> **To do**:
(1) In the release on climate change and invasive plants, which journal published the study?
(2) Name every institution on the research team, as given in the release on climate change and invasive plants.

> **Selected extract**:
Release Date: March 27, 2017 This content is archived.
Climate change may force one of New England’s invasive plant species to retreat north, while another will likely stay put and take over an even greater area, according to a study published today (March 27, 2017) in the Proceedings of the National Academy of Sciences.
Garlic mustard may disappear from the southern part of New England only to crop up in Canada, while Japanese barberry takes hold of the region.
The study of the two pervasive, widespread, and problematic invasive species provides evidence that climate change can both inhibit and facilitate invasive species growth. Few studies have linked plant demographics to climate change to understand invasive species.
Invasive species and climate change are two of the primary factors that alter ecological systems, but their interaction requires a greater understanding to improve the efficiency of management plans, according to the ecological and evolutionary biology team from the University of Connecticut, Yale University, the University at Buffalo, University of New Hampshire, and the Linda Loring Nature Foundation on Nantucket.
By tracking individual plants across environmental variations in temperature and precipitation, the researchers were able to predict their survival success under temperature changes predicted for 2041-2050. They compared those to the predictions for the species under current conditions.

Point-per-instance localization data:

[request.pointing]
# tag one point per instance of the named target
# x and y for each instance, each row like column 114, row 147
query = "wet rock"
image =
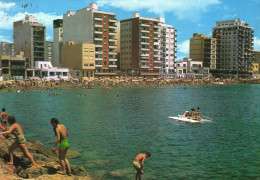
column 42, row 149
column 72, row 154
column 21, row 172
column 33, row 172
column 79, row 171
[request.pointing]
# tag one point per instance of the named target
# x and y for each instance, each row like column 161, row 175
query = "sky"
column 186, row 16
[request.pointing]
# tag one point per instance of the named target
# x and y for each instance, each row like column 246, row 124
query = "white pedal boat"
column 188, row 118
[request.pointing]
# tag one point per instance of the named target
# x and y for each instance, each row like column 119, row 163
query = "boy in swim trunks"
column 3, row 116
column 140, row 158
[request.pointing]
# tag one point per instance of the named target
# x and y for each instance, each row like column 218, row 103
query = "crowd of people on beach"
column 61, row 134
column 124, row 82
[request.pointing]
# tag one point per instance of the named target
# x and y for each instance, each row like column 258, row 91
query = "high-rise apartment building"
column 92, row 26
column 168, row 48
column 29, row 37
column 201, row 49
column 147, row 46
column 79, row 58
column 234, row 46
column 48, row 51
column 57, row 41
column 7, row 48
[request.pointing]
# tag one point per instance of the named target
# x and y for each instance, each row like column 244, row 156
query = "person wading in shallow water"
column 20, row 141
column 138, row 164
column 4, row 116
column 62, row 134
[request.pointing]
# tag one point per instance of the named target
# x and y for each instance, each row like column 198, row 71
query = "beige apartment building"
column 92, row 26
column 234, row 46
column 79, row 58
column 140, row 46
column 29, row 37
column 203, row 49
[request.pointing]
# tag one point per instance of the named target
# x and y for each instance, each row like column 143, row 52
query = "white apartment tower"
column 29, row 37
column 7, row 48
column 92, row 26
column 57, row 41
column 147, row 46
column 234, row 44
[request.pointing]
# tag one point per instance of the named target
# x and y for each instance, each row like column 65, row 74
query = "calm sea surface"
column 110, row 128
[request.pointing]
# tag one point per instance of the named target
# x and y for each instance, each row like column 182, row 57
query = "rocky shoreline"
column 47, row 163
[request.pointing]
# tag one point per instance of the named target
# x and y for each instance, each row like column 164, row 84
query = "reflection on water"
column 110, row 129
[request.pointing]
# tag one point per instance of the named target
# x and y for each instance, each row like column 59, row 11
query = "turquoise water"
column 111, row 128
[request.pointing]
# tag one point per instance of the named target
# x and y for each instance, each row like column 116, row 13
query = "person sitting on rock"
column 20, row 141
column 62, row 134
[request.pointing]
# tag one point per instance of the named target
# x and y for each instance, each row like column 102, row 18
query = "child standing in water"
column 62, row 134
column 4, row 116
column 138, row 164
column 20, row 141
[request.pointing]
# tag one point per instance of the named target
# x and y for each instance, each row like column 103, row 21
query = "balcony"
column 112, row 65
column 99, row 45
column 145, row 43
column 98, row 25
column 98, row 18
column 112, row 53
column 144, row 37
column 112, row 26
column 144, row 49
column 112, row 46
column 144, row 66
column 144, row 24
column 144, row 31
column 98, row 39
column 17, row 67
column 112, row 33
column 112, row 40
column 112, row 20
column 97, row 32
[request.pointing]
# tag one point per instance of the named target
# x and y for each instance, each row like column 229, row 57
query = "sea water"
column 110, row 128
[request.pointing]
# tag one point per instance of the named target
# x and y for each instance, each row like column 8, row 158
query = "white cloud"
column 6, row 6
column 256, row 43
column 184, row 47
column 43, row 18
column 183, row 9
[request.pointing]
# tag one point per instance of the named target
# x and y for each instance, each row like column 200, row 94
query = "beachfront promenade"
column 27, row 85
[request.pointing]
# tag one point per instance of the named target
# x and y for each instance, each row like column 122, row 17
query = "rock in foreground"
column 47, row 164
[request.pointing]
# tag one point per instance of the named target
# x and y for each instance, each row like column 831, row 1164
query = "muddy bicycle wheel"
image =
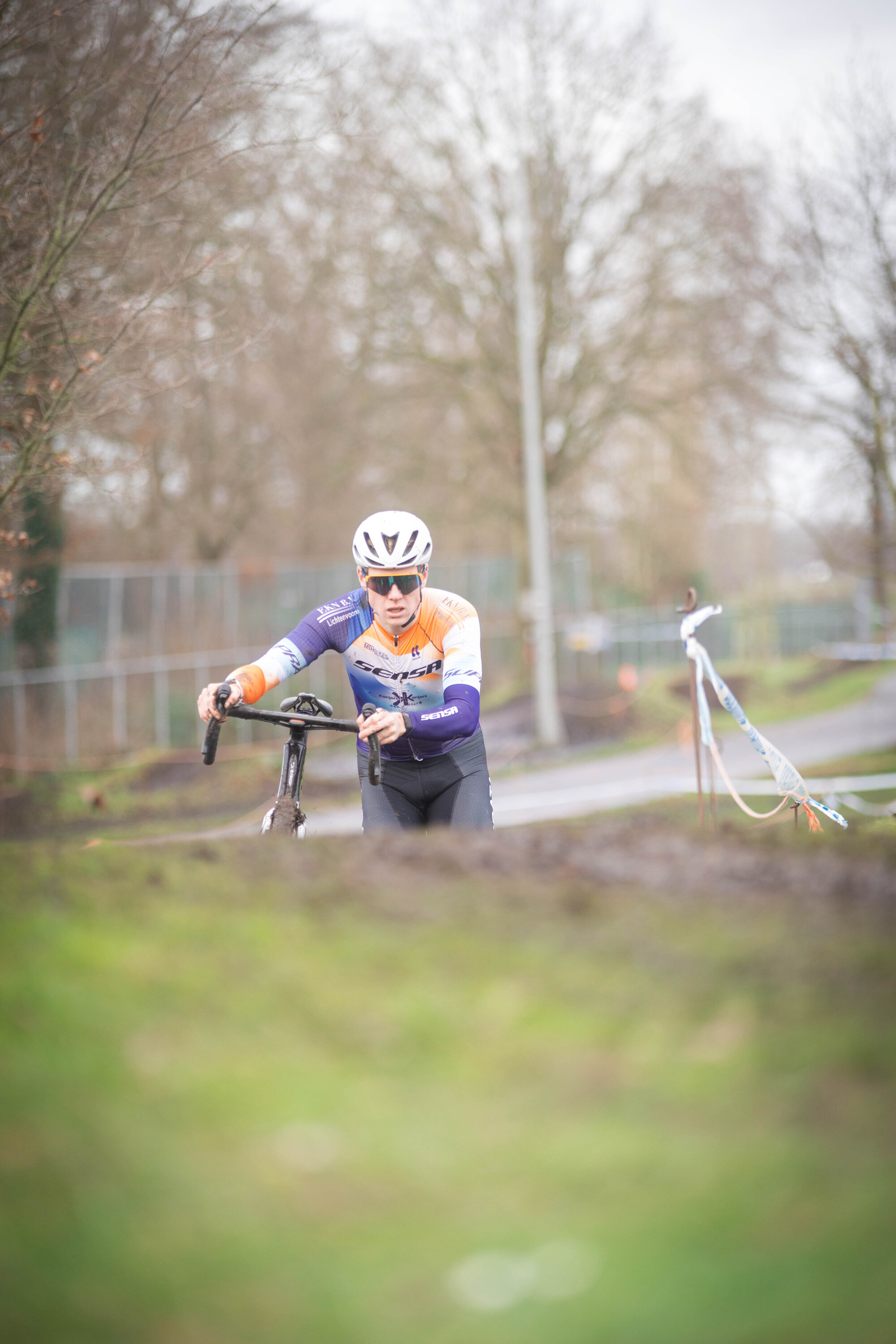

> **Results in order**:
(1) The Proceedings of the National Academy of Sciences

(2) University of Connecticut, Yale University, University at Buffalo, University of New Hampshire, Linda Loring Nature Foundation on Nantucket